[THE DATA Boundary: Start]

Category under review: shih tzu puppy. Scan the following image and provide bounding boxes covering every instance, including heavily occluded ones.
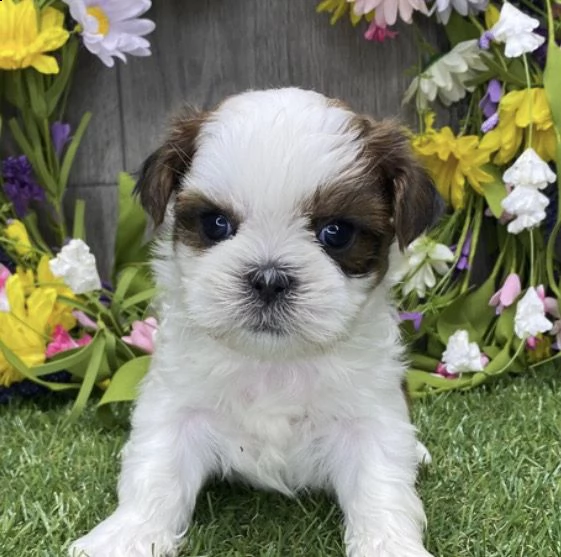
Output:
[70,87,443,557]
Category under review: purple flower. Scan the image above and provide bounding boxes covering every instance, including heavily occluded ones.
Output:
[481,112,500,133]
[479,79,502,119]
[399,312,423,331]
[51,122,72,159]
[479,31,494,50]
[452,232,472,271]
[2,155,45,218]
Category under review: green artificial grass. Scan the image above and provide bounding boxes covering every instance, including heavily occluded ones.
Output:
[2,369,560,557]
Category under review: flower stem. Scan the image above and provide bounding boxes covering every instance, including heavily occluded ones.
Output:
[522,55,534,148]
[529,228,536,286]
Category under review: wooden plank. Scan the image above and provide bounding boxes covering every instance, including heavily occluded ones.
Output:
[65,50,124,186]
[118,0,440,172]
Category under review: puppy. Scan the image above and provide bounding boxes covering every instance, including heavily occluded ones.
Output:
[70,88,442,557]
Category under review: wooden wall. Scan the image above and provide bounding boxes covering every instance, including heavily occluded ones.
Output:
[65,0,440,277]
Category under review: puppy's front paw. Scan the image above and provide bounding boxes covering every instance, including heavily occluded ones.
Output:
[68,511,179,557]
[346,536,434,557]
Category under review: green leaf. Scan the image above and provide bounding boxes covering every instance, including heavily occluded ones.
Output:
[98,356,151,406]
[59,112,91,197]
[113,172,150,277]
[494,304,516,346]
[25,70,48,119]
[481,164,507,218]
[45,36,78,116]
[72,198,86,240]
[483,342,513,375]
[437,275,497,345]
[408,353,439,372]
[66,334,107,424]
[444,12,479,46]
[543,22,561,143]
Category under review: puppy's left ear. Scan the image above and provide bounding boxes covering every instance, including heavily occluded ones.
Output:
[357,117,445,250]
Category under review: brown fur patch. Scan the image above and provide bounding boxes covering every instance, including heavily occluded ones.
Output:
[135,106,208,226]
[174,190,241,251]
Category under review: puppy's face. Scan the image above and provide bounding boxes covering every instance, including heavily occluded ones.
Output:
[137,89,442,357]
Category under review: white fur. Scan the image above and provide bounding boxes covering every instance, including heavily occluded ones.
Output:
[70,88,433,557]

[THE DATA Boundary: End]

BRIEF: Word for word, give again the lines from the first entry to the line with "Category under review: green leaf.", inclusive. Exclude the pictures.

ANSWER SPACE:
Category under review: shih tzu puppy. Scan the following image and provide bounding boxes covering every instance, including heavily occluded ones.
Output:
[70,87,443,557]
Category under review: purple flower. Scan the image above and provide bounding boxes covering every instance, including heavily occluded ones.
Output:
[481,112,500,133]
[479,79,502,119]
[399,312,423,331]
[51,122,72,159]
[479,31,494,50]
[452,232,472,271]
[2,155,45,218]
Category under review: green artificial grass. Scan the image above and provide bounding boxes covering every instance, including heavily occluded ones.
Output:
[2,369,560,557]
Category under review: flower stem. Scan the image above and provide bounding boxes covering every instance, including heavily occluded ones.
Output:
[522,55,534,148]
[529,228,536,286]
Category under review: wooden plank. Scan the image above and provide bounding boxes covering every instance, including heavily occluded ones.
Output:
[65,50,124,186]
[118,0,440,172]
Category under review: puppy. Scan the image above and provide bounding boxes covering every instance, including heavily occluded ones.
Output:
[70,88,442,557]
Category under review: wooden wall. Scan the image above and provide bounding boxes covering every instance, including heavily occluded ones.
Output:
[65,0,440,277]
Category under review: puppy's front paw. Scan the image above and provide bounding boxes covering every instance, including heavily occluded ones.
Output:
[68,511,179,557]
[346,536,434,557]
Category under review: green leaf. Scan the image above and provide bounding boxes covering every instance, including heavily occluded ones.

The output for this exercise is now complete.